> Task requirements
1. Summarize the essay on motivation and a son's writing in two sentences.
2. Using the essay on motivation and a son's writing, say whether each statement agrees with it, answering yes or no and quoting the words that decide it: (a) The son must handwrite his essays. (b) The family can sustain motivation only briefly on things they don't find interesting. (c) The son's thoughts have long reached beyond his familiar world.

The Skinny – Amy Brunell

In my family, we all struggle to be motivated to accomplish things that we don’t find “interesting.” This is a common struggle with people on the spectrum, including ADHD. We are able to sustain motivation for a small amount of time, and then we lose it. We are however, very motivated by anything that interests us. We can sustain motivation and become highly competent.

My son struggles with writing. It’s something that he’s never felt very good about. It started when his writing grip was labeled a “five-finger grasp” and still many years later, he still doesn’t think he can write well. When he has an essay due, even though he has the option of typing it, the trauma of those early years, feeling comfortable and incompetent linger within him.

My son is an amazing thinker. Since he was very small, he has always had worldly thoughts about things far beyond his familiar world. He actually has something to say if he could just figure out the trick of how to write it.

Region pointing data
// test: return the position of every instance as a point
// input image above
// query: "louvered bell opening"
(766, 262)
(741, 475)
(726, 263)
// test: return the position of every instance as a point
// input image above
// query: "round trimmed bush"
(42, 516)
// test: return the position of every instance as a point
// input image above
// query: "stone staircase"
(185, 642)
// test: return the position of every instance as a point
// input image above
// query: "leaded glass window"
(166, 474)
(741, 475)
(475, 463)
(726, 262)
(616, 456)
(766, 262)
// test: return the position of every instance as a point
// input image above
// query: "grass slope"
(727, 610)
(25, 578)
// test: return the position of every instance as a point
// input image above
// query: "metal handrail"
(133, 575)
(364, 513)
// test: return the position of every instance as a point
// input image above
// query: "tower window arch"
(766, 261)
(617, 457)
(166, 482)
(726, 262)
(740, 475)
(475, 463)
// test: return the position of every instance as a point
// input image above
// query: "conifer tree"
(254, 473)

> Answers to the exercises
1. The writer's family struggles to stay motivated on things they don't find interesting, a common struggle for people on the spectrum, including ADHD, though they are very motivated by what interests them and can become highly competent at it. The writer's son has doubted his writing ever since his grip was labeled a "five-finger grasp," yet he is an amazing thinker who has something to say if he could figure out how to write it.

2.
(a) No: "even though he has the option of typing it"
(b) Yes: "We are able to sustain motivation for a small amount of time, and then we lose it."
(c) Yes: "Since he was very small, he has always had worldly thoughts about things far beyond his familiar world."